* _Problem_
Your answer is the line containing "Objective — a point for each instance of the black pants" plus every line after it to the end of the data below, transcribed exactly and with nothing else.

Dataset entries

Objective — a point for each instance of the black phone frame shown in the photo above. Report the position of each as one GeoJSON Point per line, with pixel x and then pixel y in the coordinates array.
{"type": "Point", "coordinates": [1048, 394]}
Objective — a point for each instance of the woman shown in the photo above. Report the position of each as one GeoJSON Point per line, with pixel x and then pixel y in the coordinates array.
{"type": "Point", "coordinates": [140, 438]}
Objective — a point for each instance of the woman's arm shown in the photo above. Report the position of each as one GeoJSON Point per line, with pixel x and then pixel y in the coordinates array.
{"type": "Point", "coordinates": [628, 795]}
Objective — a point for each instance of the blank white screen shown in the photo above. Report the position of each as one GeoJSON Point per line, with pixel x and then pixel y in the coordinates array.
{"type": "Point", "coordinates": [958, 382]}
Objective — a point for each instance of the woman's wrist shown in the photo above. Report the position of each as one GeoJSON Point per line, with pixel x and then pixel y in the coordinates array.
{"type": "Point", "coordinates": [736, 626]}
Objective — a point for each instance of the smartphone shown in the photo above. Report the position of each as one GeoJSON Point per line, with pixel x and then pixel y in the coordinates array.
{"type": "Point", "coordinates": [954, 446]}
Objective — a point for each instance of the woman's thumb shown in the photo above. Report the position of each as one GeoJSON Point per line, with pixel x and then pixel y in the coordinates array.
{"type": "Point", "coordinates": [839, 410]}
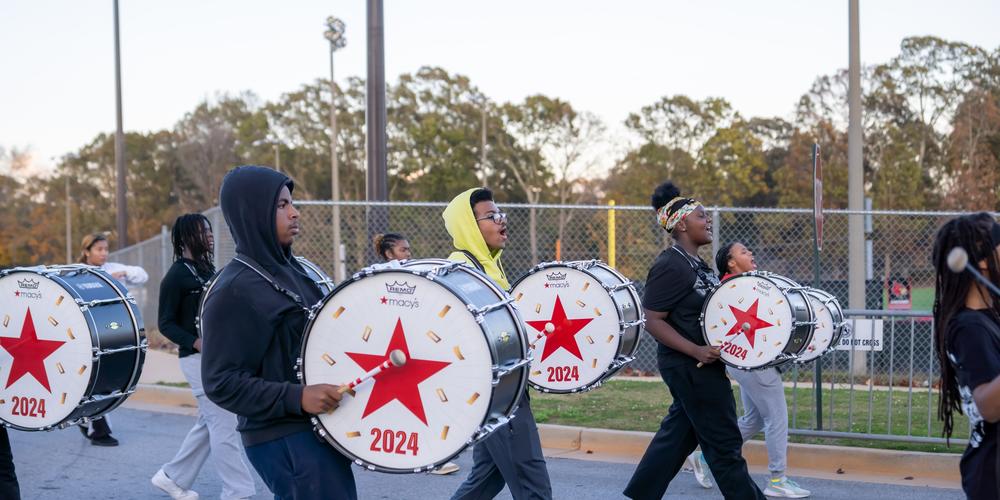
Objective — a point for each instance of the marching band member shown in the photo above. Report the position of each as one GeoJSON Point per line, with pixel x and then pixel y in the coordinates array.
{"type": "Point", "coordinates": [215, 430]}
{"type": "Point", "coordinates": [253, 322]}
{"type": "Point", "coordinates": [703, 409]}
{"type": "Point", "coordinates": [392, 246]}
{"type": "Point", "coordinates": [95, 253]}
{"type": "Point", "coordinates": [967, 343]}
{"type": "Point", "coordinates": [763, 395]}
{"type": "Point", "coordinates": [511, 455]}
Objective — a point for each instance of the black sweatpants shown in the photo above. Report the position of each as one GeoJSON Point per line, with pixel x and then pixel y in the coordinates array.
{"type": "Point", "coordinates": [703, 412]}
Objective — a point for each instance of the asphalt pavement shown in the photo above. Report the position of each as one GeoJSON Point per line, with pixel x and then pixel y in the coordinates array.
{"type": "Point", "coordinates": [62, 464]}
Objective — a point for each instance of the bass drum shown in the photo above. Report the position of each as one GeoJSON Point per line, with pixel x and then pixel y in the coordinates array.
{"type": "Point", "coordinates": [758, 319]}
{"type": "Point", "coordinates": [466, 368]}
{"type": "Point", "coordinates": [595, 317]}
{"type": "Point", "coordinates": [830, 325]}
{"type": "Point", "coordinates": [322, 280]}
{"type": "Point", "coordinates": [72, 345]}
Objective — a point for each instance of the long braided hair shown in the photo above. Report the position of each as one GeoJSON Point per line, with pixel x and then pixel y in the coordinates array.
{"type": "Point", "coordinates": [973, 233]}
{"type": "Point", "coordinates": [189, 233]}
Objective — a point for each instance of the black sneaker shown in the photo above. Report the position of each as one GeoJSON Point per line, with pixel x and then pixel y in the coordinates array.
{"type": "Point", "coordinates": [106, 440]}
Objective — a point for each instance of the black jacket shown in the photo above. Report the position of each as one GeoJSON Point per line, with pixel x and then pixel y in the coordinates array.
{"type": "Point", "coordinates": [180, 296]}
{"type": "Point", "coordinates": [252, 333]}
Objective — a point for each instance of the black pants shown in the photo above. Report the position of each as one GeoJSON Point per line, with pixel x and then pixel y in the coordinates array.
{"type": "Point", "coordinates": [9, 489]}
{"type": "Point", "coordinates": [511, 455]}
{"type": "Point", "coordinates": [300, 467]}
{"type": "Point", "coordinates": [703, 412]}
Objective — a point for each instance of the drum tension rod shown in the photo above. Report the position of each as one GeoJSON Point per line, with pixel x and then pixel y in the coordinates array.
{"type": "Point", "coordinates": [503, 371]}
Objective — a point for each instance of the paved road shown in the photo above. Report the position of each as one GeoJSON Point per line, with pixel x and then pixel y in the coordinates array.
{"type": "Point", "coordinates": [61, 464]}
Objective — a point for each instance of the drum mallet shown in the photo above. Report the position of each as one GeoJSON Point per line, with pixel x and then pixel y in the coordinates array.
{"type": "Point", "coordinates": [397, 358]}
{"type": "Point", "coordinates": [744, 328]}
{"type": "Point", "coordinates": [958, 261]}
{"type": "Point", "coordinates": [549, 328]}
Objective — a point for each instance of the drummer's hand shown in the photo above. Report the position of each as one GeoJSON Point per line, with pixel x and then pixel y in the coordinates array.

* _Exercise result_
Objective — a point for each instance of the black pants shown in the photo above. Report the position of each as one GeoJSON Point per line, with pixel x and then pixel y in the coordinates array.
{"type": "Point", "coordinates": [9, 489]}
{"type": "Point", "coordinates": [511, 455]}
{"type": "Point", "coordinates": [300, 467]}
{"type": "Point", "coordinates": [703, 412]}
Objective — a point for each instance of the drum tension rod shown in the photo above. Report the position of each as one GeoJSON Point per line, with pixel x and then pixel y in the coordinates array.
{"type": "Point", "coordinates": [503, 371]}
Objective — a point for each instance of the paved road shown in the photo above. Report the position of each as one GeoJSON Point per line, with pixel x and then pixel y in the coordinates array.
{"type": "Point", "coordinates": [61, 464]}
Objective — a point for each instance of the drum mallet shown in the photo above. Report the position of each as one GeoJSON Point per line, with pixel x and then pixel y in the coordinates array.
{"type": "Point", "coordinates": [397, 358]}
{"type": "Point", "coordinates": [744, 328]}
{"type": "Point", "coordinates": [958, 261]}
{"type": "Point", "coordinates": [549, 328]}
Objective — a point for each instance of the drummer's hand shown in the photo above. Report the position of each as one GeoJSON Point per line, with pixel x and then pixel y in the coordinates array.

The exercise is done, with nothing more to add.